Instructions to follow =
Below are entries; copy exactly the lines from the one with "Guideline: the keypoint for each instance of the man" through the one with "Guideline: the keypoint for each instance of the green white", both included, and leave out the rest.

<<<<

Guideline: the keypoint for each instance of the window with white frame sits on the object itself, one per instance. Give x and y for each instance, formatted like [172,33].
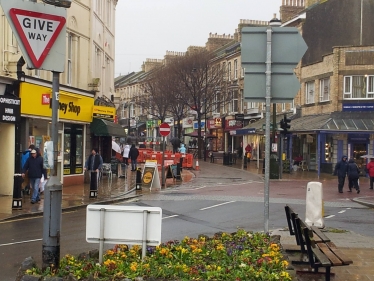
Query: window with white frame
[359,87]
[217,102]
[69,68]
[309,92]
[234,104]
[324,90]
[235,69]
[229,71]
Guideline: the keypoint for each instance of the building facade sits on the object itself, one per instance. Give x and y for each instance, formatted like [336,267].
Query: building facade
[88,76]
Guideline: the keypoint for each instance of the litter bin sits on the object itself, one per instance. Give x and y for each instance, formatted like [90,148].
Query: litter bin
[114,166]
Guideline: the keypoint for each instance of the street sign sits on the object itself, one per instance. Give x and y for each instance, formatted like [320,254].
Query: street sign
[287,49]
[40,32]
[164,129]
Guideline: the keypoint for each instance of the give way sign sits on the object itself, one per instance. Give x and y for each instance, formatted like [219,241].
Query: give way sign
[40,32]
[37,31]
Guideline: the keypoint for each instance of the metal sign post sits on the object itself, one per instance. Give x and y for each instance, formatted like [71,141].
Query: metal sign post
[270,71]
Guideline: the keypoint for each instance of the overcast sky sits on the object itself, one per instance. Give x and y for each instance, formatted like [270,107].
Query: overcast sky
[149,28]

>>>>
<<<<

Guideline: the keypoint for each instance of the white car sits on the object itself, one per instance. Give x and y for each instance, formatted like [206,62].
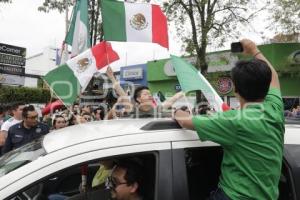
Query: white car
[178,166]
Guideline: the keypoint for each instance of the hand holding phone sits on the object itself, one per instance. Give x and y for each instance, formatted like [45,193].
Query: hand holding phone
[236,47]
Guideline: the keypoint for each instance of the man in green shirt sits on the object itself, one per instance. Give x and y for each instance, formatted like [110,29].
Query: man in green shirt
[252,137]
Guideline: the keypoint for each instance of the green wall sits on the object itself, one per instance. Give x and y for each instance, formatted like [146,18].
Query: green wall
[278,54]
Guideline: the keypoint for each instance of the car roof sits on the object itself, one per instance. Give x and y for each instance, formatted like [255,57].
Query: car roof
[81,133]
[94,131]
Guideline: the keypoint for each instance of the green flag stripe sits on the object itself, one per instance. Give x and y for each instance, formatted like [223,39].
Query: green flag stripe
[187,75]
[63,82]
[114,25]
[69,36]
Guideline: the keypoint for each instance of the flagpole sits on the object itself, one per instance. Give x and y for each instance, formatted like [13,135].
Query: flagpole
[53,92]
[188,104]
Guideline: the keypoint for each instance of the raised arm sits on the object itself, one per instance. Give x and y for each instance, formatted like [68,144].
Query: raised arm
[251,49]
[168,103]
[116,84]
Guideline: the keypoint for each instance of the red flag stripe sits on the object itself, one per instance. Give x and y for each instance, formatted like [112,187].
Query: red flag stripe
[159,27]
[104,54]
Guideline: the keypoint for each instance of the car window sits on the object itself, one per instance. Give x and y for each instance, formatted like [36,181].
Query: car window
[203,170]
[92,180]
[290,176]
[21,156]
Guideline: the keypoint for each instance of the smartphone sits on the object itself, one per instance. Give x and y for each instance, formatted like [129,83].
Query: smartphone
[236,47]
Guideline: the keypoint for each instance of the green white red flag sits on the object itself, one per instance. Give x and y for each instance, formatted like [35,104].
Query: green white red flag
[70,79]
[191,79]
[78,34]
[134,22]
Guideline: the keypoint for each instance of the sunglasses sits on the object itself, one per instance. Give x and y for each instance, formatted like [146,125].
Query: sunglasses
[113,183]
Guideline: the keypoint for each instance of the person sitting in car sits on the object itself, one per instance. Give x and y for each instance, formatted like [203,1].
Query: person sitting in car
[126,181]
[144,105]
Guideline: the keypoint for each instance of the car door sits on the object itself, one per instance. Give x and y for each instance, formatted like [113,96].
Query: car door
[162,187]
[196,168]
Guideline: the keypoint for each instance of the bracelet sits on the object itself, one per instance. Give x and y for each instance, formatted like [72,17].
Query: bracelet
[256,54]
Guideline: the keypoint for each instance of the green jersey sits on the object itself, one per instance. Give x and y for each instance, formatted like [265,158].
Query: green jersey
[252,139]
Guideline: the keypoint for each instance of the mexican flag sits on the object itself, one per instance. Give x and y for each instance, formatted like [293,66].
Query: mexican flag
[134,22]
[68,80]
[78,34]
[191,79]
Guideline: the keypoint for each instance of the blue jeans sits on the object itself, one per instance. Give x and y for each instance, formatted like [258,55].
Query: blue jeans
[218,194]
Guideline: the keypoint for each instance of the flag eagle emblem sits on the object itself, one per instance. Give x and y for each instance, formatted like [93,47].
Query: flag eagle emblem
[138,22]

>>>>

Problem solution =
Guideline: the keypoint for each instance of the man in green shirt sits on the object itself, one per instance. Give x and y for each instance, formatted like [110,29].
Query: man in green shirt
[252,137]
Guideline: the keypoint for each instance of the green wall sits on the object itself, one per instance. Give x and y for each instance, formatted like [146,18].
Query: green wall
[278,54]
Guideline: the keypoint for each instance of the car roof sits on the object itself, one per instance. Give x and y for each instance, formatted like [255,57].
Query: car roof
[81,133]
[94,131]
Guideline: the keypoint for each instance of the green flag stripe sits on the object itself, one per instance. Give x and y for each instance, formatted like [223,39].
Query: green flag stripe
[187,75]
[63,82]
[114,25]
[69,36]
Guideline: the keypoint for each instance of the flagpole sits on the object itself, one per instance. Give x and y for each instance, formatted like [13,135].
Query: flagpole
[53,92]
[188,104]
Guideline: the keypoint for each instance of the raised arm sits on the object itself, one per instance. Give x and y for each instance, formatted like [68,144].
Query: raised arm
[251,49]
[168,103]
[116,84]
Guideline: the keypoint for each instance of the red flag stripe sits on the object itself, one per instance. Give x and y for each instance, formatted like [112,187].
Query: red flag stripe
[159,27]
[104,54]
Guideline: the keypoint for each instance of the car window sits on the object itself, one per instance. Give x and y for each instance, formatted like [36,181].
Query: car window
[203,170]
[92,180]
[290,176]
[21,156]
Guideline: the keypoint for each instance of the smartphone sits on the object itself, one per instance. Give x and y for each instance, formatted like [129,83].
Query: smartphone
[236,47]
Guideline: the keypoint for each instance of the green white red flag sits on the object itself, one per instance. Give x and y for each instance, formatted like [35,104].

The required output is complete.